Aim of the task:
Please turn the items, from their first line through the line containing "[[327, 163, 388, 333], [87, 170, 191, 333]]", into a JSON list of strings with one string per line, omitting blank lines. Leave the pictures out of the list.

── Supplied data

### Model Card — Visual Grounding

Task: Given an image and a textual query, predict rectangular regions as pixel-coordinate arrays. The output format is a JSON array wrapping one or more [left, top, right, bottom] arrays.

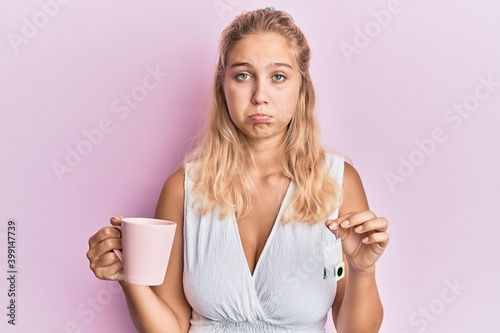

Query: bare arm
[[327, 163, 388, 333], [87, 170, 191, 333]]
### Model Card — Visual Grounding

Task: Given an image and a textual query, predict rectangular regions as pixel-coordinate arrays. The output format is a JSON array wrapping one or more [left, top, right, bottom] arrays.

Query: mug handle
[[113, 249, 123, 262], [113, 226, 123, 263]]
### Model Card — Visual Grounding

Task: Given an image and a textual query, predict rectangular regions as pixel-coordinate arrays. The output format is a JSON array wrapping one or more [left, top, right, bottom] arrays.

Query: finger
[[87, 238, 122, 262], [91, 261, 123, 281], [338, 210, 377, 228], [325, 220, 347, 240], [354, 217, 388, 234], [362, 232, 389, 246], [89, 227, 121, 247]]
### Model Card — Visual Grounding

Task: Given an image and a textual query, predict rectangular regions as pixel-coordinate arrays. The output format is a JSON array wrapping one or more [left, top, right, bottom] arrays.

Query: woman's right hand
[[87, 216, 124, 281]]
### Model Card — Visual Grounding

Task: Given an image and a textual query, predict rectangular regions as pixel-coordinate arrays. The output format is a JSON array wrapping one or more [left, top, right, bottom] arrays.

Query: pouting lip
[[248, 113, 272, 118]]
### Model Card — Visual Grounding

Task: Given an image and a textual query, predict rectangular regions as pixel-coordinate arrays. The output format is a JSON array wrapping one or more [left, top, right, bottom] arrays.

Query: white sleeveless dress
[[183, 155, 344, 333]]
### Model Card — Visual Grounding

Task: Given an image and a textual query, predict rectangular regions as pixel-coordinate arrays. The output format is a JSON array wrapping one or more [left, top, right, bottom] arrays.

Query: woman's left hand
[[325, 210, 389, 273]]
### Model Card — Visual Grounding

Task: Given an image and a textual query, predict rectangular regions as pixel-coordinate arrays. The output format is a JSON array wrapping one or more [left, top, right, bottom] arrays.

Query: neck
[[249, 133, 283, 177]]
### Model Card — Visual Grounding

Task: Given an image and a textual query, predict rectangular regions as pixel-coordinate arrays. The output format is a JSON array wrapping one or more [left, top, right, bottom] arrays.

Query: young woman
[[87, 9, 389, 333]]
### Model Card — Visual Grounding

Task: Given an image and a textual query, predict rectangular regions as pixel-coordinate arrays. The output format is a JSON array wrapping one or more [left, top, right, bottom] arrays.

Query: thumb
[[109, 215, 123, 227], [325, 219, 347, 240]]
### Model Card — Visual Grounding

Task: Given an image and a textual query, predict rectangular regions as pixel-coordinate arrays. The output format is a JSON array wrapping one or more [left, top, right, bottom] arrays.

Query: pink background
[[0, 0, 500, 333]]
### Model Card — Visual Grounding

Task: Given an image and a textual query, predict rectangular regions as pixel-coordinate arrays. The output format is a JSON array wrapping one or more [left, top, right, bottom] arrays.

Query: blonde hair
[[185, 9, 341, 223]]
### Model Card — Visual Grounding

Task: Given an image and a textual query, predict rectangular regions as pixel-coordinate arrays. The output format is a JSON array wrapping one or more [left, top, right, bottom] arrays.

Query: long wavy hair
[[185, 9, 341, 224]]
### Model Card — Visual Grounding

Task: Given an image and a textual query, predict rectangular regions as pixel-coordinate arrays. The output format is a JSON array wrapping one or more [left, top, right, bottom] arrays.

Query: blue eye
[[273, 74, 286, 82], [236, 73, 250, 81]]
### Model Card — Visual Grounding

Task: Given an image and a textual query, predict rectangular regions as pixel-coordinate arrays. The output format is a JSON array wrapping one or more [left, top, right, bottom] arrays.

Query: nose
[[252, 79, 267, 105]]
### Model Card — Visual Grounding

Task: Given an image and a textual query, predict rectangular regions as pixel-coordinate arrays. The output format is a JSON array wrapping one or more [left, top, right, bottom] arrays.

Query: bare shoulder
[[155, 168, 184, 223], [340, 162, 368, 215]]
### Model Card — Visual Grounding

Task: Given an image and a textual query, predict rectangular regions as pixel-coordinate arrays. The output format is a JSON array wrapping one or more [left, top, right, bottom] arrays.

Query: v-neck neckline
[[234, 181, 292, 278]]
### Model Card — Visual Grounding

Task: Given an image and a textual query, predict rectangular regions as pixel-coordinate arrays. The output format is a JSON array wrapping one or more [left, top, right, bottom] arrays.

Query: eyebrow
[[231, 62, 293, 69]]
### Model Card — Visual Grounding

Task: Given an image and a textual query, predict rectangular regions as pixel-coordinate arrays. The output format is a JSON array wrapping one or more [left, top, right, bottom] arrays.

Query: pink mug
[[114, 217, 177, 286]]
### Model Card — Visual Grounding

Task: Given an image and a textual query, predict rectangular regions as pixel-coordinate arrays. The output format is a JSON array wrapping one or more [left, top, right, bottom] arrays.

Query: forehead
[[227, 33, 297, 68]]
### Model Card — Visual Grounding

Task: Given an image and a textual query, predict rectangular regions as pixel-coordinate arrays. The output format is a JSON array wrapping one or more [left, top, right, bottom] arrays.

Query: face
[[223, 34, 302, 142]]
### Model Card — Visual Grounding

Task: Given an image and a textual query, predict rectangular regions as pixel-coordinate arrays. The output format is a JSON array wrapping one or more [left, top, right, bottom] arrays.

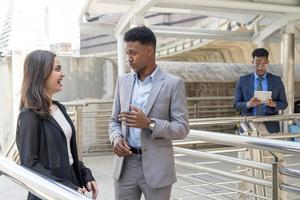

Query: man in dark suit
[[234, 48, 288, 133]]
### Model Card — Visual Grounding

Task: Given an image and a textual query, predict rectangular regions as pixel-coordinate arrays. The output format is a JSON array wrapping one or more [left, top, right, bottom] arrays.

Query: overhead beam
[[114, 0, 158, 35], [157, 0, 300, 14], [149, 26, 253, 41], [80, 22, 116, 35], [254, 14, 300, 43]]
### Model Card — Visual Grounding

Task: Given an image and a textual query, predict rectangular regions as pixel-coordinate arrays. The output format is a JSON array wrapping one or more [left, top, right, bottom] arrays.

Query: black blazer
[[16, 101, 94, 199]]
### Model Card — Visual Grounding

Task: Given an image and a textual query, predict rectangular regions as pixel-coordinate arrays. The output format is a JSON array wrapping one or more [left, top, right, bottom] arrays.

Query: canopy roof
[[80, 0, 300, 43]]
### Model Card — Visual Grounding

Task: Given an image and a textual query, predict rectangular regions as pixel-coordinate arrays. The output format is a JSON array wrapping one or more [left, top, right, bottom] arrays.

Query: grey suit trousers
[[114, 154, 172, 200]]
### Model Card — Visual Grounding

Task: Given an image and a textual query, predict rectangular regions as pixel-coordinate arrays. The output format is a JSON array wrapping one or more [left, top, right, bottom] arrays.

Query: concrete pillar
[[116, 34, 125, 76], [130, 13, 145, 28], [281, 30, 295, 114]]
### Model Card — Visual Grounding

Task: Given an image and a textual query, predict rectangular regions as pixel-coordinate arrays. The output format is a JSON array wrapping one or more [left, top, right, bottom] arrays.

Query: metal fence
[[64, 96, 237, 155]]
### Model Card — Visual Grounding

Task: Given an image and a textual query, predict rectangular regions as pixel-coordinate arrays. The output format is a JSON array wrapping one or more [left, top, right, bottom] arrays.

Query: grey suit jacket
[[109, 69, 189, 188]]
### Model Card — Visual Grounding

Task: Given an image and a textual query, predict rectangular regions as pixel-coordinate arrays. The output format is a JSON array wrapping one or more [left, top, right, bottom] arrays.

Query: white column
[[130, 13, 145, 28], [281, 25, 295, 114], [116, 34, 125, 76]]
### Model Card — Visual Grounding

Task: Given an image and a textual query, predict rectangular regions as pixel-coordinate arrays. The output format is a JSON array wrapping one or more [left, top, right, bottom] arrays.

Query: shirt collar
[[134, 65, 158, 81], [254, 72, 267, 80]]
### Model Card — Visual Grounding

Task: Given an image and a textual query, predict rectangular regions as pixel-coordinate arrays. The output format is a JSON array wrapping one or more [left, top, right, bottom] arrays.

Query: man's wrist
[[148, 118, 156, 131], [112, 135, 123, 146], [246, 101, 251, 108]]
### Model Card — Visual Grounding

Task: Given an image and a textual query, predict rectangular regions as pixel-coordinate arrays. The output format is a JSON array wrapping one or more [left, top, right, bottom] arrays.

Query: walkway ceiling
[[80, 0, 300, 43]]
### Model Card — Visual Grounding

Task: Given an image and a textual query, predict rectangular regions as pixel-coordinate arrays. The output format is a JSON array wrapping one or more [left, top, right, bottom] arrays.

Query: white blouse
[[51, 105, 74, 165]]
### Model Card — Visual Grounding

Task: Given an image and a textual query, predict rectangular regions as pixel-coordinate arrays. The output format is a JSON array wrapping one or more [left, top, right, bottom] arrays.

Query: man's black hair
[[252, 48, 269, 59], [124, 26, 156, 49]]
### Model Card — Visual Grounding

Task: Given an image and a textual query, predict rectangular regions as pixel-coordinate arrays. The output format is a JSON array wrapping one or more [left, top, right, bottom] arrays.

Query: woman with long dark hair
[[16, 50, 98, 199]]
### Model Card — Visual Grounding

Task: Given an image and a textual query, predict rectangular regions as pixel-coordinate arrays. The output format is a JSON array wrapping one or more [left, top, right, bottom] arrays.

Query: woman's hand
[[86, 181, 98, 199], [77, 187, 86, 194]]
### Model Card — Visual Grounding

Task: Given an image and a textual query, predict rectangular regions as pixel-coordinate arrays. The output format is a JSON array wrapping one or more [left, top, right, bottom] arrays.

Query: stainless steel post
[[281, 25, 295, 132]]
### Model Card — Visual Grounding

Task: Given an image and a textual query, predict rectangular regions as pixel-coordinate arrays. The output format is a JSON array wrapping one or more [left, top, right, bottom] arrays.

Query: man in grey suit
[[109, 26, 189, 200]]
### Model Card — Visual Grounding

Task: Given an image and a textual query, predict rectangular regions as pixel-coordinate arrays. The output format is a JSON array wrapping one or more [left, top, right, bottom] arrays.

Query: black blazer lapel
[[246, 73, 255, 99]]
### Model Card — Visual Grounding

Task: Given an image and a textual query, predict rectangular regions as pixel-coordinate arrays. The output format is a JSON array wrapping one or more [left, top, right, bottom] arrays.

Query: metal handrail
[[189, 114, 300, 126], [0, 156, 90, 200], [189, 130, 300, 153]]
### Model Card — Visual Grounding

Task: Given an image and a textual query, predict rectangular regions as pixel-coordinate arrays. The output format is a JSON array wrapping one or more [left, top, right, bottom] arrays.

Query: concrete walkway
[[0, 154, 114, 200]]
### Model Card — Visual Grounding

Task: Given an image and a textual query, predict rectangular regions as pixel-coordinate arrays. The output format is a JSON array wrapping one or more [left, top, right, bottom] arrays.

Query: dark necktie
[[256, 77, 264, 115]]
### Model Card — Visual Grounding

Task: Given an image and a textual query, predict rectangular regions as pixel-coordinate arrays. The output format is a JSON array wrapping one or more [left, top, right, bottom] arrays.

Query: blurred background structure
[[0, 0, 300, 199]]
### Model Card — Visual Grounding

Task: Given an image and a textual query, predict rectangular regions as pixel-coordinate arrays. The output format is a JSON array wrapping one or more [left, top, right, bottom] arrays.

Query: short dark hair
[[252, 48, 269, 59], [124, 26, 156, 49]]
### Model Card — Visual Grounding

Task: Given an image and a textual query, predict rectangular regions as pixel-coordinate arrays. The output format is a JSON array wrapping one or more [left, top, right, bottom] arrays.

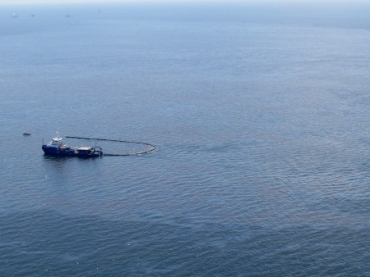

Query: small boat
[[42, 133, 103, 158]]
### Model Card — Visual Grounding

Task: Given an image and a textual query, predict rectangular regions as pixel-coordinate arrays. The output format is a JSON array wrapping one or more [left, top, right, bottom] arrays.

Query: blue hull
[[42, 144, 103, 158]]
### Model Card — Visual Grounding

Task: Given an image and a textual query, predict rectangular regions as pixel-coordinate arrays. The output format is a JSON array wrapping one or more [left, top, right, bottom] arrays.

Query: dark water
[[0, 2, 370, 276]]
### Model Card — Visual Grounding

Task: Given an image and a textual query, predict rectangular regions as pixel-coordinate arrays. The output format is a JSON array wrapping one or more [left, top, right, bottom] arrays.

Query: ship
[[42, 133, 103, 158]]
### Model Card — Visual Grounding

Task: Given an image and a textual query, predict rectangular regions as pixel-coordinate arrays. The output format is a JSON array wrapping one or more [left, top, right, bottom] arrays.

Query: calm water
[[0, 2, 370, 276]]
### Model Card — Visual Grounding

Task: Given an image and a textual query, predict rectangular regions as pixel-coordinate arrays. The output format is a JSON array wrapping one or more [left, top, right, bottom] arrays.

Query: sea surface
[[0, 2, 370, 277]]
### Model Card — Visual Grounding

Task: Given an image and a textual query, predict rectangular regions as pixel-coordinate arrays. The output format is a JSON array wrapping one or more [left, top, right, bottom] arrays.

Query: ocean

────

Written solution:
[
  "### Model Card — Visual Grounding",
  "Task: Given an image and a textual query, predict rectangular regions as pixel-coordinate arrays. The output format is a JSON array wrapping one or more [left, top, right, bottom] arrays.",
  "Query: bare arm",
  "[[327, 163, 388, 333], [87, 170, 191, 333]]"
]